[TASK STATEMENT]: What you return must match the entries word for word, minus the pictures.

[SUPPLIED INFORMATION]:
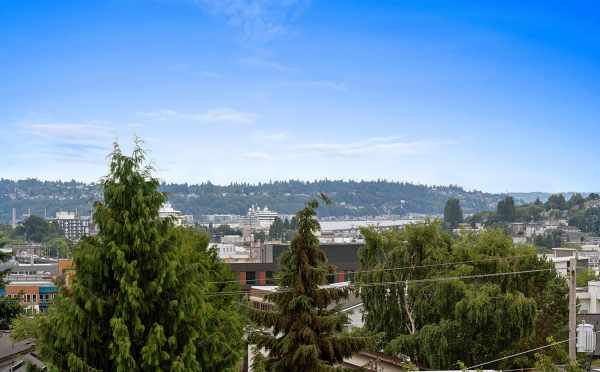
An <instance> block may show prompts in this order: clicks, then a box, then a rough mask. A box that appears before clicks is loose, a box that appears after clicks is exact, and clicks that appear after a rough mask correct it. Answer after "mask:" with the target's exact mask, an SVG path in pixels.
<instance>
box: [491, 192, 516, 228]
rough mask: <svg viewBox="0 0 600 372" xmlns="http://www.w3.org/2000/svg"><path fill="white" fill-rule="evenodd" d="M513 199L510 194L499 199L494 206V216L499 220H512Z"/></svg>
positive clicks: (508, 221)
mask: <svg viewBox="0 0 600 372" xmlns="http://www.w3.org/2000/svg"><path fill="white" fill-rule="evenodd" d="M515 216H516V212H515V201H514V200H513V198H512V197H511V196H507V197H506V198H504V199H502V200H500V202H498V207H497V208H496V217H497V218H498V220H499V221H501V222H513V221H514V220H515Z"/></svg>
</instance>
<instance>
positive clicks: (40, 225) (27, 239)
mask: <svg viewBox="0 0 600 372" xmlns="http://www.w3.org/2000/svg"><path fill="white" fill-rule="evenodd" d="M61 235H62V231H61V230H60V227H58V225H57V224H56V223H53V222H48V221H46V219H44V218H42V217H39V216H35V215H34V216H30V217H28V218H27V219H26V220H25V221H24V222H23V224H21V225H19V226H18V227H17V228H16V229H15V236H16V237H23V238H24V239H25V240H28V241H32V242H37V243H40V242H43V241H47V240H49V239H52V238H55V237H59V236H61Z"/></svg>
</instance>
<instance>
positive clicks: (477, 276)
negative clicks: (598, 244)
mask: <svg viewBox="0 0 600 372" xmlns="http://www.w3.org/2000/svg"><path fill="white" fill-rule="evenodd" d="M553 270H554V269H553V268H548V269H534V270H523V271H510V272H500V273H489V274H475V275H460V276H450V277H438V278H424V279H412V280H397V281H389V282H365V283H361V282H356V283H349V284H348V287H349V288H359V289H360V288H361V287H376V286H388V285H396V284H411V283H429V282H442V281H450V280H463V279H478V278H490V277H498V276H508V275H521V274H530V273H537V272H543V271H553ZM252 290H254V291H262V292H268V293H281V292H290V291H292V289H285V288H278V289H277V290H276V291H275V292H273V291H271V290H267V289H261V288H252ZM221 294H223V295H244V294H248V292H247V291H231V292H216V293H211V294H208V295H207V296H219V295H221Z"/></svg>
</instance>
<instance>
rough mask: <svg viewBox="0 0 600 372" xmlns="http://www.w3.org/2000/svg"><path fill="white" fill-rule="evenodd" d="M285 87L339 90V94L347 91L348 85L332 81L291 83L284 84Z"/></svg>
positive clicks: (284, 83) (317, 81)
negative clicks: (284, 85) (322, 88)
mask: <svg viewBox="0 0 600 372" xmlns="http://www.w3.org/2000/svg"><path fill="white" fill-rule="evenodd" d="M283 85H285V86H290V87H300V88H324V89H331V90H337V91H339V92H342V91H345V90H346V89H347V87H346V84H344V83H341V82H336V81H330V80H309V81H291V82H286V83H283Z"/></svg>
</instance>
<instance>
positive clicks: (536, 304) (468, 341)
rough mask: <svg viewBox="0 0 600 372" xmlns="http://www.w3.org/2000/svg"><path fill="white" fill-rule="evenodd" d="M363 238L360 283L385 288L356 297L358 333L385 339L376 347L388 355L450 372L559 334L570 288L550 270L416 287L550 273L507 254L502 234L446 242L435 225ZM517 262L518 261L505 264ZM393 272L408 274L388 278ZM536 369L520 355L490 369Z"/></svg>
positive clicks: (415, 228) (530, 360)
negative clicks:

[EXERCISE RESPONSE]:
An <instance> block may show prompts in this order: clicks, then a box, then a rough mask. A box that appears before clicks is loose, a box that appears after clicks is exact, and clicks that appear after a rough mask correct it. Answer after "mask:" with the target's exact mask, an SVG path in pixels.
<instance>
box: [491, 192, 516, 228]
rough mask: <svg viewBox="0 0 600 372" xmlns="http://www.w3.org/2000/svg"><path fill="white" fill-rule="evenodd" d="M513 199L510 194L499 199L494 206V216L499 220H512Z"/></svg>
positive clicks: (508, 221)
mask: <svg viewBox="0 0 600 372" xmlns="http://www.w3.org/2000/svg"><path fill="white" fill-rule="evenodd" d="M515 216H516V212H515V201H514V200H513V198H512V197H511V196H507V197H506V198H504V199H502V200H500V202H498V207H497V208H496V217H497V218H498V220H499V221H501V222H513V221H514V220H515Z"/></svg>
</instance>
<instance>
positive clicks: (40, 225) (27, 239)
mask: <svg viewBox="0 0 600 372" xmlns="http://www.w3.org/2000/svg"><path fill="white" fill-rule="evenodd" d="M61 235H62V231H61V230H60V227H58V225H57V224H56V223H53V222H48V221H46V219H44V218H42V217H39V216H35V215H34V216H30V217H28V218H27V219H26V220H25V221H24V222H23V224H21V225H19V226H18V227H17V228H16V229H15V236H16V237H23V238H24V239H25V240H28V241H32V242H37V243H40V242H43V241H47V240H49V239H52V238H55V237H59V236H61Z"/></svg>
</instance>
<instance>
positive clicks: (477, 276)
negative clicks: (598, 244)
mask: <svg viewBox="0 0 600 372" xmlns="http://www.w3.org/2000/svg"><path fill="white" fill-rule="evenodd" d="M553 270H554V269H553V268H548V269H534V270H523V271H510V272H500V273H489V274H475V275H460V276H450V277H438V278H424V279H412V280H397V281H389V282H365V283H361V282H356V283H349V284H348V287H349V288H359V289H360V288H361V287H376V286H388V285H396V284H411V283H429V282H442V281H450V280H463V279H478V278H490V277H498V276H508V275H521V274H530V273H537V272H543V271H553ZM252 290H254V291H262V292H268V293H281V292H290V291H292V289H285V288H278V289H277V290H276V291H275V292H273V291H271V290H267V289H261V288H252ZM221 294H223V295H244V294H248V292H247V291H231V292H216V293H211V294H208V295H207V296H219V295H221Z"/></svg>
</instance>
<instance>
rough mask: <svg viewBox="0 0 600 372" xmlns="http://www.w3.org/2000/svg"><path fill="white" fill-rule="evenodd" d="M285 87L339 90V94L347 91L348 85L332 81L291 83L284 84Z"/></svg>
positive clicks: (284, 83) (317, 81)
negative clicks: (284, 85) (322, 88)
mask: <svg viewBox="0 0 600 372" xmlns="http://www.w3.org/2000/svg"><path fill="white" fill-rule="evenodd" d="M283 85H285V86H290V87H300V88H324V89H331V90H337V91H339V92H342V91H345V90H346V89H347V87H346V84H344V83H341V82H336V81H330V80H309V81H291V82H286V83H283Z"/></svg>
</instance>
<instance>
positive clicks: (536, 304) (468, 341)
rough mask: <svg viewBox="0 0 600 372" xmlns="http://www.w3.org/2000/svg"><path fill="white" fill-rule="evenodd" d="M363 238L360 283L385 288L356 297L358 333L385 339L376 347L388 355L450 372L559 334L570 288L550 270L416 287L550 273L507 254L502 234L446 242L435 225ZM517 262L518 261L505 264ZM393 272L408 274L388 278ZM536 369L520 355L490 369Z"/></svg>
positive clicks: (415, 228) (530, 360)
negative clicks:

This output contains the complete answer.